### Source passage:
PGM production in the long-term is likely to follow the same route of moving away from labour intensive mines to mechanised mines. Good examples are Anglo American Platinum’s Mogalakwena open cast mine and developments at Ivanplats’ Platreef mine and operators in Zimbabwe.
Similar restructuring announcements in the gold industry will continue to impact gold production and bulk commodities are currently impacted by freight rail constraints.
“In the absence of new technological solutions to mining gold at depth our gold industry is likely to struggle in the foreseeable future.”
Further, with regards to commodity prices he foresees bulk commodity and base metal prices impacted by global economic growth.
“Increases in real interest rates in the USA have traditionally put pressure on gold prices. It will be interesting to see whether the global uncertainty and risk would offset that.”
In addition, South Africa continues to see structural reform in the mining sector with a long-term move away from deep level conventional mines to mechanised mines.
At present it means an increased contribution from bulk commodities such as coal, manganese, chrome and iron ore to the total mining revenue basket.

### Supplied material:

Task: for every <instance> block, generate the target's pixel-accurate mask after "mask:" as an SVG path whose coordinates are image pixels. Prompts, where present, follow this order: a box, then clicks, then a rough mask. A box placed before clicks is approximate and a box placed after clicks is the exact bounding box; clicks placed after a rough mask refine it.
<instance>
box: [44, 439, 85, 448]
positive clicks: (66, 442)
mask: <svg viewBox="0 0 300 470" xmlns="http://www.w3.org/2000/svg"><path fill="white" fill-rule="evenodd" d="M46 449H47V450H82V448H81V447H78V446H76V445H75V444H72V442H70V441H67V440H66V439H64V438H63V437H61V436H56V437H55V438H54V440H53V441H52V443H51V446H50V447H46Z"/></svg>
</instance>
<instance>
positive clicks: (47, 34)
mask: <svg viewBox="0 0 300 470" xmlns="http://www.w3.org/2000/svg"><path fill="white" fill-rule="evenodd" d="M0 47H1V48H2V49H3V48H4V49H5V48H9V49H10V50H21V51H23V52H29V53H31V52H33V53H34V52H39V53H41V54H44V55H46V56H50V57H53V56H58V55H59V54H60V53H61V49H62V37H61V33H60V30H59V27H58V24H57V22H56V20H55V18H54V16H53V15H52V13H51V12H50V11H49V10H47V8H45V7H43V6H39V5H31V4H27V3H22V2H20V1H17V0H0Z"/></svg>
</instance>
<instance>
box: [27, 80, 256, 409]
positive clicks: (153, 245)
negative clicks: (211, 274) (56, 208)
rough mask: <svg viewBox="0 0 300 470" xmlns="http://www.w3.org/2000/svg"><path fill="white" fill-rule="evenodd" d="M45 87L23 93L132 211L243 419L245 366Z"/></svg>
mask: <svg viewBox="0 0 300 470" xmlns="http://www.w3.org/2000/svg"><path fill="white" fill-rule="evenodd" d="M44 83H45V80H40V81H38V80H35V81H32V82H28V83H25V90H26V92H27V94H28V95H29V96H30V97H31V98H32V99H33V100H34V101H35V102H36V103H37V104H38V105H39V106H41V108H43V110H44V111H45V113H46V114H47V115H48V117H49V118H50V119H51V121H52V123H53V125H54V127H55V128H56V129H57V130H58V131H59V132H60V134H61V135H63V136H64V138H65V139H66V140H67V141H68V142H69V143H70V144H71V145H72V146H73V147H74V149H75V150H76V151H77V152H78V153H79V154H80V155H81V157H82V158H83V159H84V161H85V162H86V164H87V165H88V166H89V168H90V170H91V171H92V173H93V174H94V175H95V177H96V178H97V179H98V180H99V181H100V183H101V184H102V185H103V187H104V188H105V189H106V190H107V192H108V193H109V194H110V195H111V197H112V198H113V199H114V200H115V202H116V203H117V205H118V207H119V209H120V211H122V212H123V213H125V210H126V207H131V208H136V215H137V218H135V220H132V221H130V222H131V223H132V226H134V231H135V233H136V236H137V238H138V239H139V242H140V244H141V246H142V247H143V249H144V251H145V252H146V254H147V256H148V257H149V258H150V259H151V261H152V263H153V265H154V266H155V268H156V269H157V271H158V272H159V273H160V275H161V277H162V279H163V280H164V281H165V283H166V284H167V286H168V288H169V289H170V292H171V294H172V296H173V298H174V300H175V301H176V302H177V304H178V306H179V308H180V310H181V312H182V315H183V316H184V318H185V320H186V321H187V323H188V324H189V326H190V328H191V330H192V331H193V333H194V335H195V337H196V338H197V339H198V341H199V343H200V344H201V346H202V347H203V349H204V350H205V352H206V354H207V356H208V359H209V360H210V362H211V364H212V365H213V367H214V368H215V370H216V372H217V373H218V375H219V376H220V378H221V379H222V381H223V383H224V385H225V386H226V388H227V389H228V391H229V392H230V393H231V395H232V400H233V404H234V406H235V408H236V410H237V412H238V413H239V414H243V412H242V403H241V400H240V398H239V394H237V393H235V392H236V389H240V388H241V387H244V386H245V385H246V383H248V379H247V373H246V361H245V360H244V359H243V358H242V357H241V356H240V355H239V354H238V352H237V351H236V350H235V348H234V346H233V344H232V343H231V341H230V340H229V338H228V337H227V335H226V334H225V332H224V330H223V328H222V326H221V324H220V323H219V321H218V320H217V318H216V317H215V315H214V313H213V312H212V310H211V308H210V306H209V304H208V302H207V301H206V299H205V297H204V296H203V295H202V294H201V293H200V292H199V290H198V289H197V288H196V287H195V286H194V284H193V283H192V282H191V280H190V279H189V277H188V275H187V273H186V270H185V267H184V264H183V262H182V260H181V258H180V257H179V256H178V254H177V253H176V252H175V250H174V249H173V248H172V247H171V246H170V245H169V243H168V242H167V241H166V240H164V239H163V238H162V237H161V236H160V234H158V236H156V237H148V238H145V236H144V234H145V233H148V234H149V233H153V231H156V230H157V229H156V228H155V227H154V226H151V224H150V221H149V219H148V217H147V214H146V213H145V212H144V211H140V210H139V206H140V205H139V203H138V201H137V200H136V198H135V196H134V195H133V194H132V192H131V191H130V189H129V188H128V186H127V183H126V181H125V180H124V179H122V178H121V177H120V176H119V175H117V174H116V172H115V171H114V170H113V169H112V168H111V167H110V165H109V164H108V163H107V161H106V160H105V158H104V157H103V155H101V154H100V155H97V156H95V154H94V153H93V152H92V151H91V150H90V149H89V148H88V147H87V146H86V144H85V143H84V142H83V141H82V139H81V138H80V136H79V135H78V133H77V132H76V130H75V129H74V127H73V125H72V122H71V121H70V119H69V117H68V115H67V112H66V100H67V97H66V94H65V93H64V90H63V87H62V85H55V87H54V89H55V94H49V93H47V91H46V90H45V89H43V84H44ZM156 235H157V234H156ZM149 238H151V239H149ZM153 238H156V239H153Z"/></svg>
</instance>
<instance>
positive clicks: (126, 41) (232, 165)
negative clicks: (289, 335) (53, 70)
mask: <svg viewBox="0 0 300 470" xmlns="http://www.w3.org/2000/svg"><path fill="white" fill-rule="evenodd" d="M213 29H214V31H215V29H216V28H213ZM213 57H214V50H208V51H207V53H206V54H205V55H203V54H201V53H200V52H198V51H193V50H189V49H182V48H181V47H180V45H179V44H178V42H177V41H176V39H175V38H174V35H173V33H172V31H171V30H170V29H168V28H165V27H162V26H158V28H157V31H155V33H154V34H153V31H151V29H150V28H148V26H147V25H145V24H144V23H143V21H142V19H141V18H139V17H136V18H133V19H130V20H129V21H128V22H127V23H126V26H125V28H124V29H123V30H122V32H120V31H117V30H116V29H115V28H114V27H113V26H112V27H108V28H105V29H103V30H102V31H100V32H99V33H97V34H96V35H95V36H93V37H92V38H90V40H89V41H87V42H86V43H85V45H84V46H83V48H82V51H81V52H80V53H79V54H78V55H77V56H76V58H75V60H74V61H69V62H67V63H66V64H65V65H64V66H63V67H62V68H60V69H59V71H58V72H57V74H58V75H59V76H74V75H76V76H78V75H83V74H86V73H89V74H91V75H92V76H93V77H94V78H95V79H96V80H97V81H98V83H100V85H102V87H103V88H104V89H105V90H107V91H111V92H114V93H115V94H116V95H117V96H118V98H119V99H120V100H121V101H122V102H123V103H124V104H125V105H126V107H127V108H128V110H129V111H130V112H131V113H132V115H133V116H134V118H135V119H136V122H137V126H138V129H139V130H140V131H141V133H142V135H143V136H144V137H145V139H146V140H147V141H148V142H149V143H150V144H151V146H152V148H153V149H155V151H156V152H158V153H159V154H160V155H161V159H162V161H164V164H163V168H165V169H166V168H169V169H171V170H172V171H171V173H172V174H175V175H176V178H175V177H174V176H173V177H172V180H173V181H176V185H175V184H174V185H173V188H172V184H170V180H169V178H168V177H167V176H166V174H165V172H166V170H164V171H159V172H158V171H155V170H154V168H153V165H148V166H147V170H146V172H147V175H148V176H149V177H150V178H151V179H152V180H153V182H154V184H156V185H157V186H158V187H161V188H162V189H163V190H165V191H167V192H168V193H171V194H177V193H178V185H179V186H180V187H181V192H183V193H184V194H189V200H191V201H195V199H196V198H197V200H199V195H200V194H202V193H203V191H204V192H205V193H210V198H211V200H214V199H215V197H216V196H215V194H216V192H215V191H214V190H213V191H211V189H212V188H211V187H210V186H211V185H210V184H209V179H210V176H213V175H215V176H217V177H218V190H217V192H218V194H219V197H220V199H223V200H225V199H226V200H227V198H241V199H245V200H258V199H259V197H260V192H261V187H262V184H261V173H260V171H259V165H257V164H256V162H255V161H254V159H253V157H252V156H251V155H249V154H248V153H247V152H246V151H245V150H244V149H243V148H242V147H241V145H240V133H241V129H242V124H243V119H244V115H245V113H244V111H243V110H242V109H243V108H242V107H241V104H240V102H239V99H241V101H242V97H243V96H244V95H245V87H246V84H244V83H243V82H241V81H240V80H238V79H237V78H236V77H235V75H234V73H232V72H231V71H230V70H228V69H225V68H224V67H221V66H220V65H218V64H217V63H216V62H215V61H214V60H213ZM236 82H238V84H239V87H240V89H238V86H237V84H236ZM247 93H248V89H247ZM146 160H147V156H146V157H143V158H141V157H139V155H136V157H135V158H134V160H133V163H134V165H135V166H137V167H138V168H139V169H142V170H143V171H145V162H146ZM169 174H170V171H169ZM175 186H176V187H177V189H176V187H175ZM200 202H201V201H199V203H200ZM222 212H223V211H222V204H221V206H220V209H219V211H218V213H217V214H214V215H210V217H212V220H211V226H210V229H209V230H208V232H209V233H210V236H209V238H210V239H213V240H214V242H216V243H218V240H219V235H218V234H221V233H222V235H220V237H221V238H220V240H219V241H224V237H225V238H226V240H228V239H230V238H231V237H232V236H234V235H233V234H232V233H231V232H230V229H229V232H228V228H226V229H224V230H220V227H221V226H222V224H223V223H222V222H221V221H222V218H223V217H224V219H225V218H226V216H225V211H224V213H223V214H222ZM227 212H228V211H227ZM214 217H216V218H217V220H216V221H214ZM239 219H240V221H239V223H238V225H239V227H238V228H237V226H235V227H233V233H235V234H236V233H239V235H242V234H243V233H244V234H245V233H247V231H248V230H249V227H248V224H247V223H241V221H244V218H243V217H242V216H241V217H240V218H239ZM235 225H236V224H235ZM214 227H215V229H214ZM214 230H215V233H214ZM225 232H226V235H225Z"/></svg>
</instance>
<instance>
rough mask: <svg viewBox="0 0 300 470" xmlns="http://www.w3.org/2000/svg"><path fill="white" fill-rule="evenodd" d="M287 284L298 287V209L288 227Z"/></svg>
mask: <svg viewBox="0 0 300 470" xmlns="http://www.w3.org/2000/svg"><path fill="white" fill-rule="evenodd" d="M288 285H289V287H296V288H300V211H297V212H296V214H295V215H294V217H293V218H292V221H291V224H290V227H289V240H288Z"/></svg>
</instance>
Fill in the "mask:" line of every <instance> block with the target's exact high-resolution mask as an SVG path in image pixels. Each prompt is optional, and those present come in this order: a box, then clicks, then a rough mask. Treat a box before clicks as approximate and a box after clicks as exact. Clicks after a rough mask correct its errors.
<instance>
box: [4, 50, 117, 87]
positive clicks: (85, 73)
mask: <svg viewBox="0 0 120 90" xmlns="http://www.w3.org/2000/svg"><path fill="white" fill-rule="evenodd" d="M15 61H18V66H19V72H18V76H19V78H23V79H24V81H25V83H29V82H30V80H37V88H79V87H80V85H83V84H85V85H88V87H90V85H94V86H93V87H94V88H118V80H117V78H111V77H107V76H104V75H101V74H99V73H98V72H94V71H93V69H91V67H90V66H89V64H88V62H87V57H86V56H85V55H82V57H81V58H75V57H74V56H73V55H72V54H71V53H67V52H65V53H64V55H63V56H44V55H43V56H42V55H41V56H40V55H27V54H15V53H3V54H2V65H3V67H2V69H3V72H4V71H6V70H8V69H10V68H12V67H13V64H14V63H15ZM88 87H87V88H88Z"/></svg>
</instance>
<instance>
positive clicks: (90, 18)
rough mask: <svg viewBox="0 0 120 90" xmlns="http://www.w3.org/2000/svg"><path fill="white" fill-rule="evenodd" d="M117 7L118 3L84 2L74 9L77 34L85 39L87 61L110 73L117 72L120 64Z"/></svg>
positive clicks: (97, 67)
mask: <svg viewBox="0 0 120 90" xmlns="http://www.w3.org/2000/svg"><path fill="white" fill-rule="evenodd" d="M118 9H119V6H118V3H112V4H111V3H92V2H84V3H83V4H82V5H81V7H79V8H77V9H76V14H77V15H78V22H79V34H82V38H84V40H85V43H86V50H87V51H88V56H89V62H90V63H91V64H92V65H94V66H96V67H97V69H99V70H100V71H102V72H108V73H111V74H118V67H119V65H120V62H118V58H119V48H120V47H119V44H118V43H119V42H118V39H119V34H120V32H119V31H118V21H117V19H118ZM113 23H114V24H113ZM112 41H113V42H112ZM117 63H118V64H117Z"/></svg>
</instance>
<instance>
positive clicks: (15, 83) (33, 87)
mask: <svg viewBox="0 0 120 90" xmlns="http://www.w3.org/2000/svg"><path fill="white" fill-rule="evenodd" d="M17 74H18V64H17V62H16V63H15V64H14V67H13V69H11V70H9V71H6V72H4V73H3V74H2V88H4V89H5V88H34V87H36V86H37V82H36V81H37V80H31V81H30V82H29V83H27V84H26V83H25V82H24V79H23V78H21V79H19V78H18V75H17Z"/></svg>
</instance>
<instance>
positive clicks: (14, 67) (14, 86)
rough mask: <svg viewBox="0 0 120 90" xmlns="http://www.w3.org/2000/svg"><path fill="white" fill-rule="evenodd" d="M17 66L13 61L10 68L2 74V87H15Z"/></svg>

### Problem requirements:
Extend the passage on South Africa's mining outlook, starting right after its last sentence.

### Exercise answer:
The regulatory environment
Investors in new long-term projects need to price in long-term uncertainty.
“Although we’ve seen progress in South Africa with regards to certainty around the Mining Charter, other mining jurisdictions such as the DRC and Tanzania elected to raise taxes end regulatory requirements which could place a damper on investment,” states Rossouw.
“For South Africa, there are still a number of areas with uncertainty that should be clarified with the new regulations still to be issued; there was great progress from earlier versions of the charter. We applaud the consultative process that led to the revised charter and hope that the industry and government will continue to work towards a sustainable mining regulatory framework,” he concludes.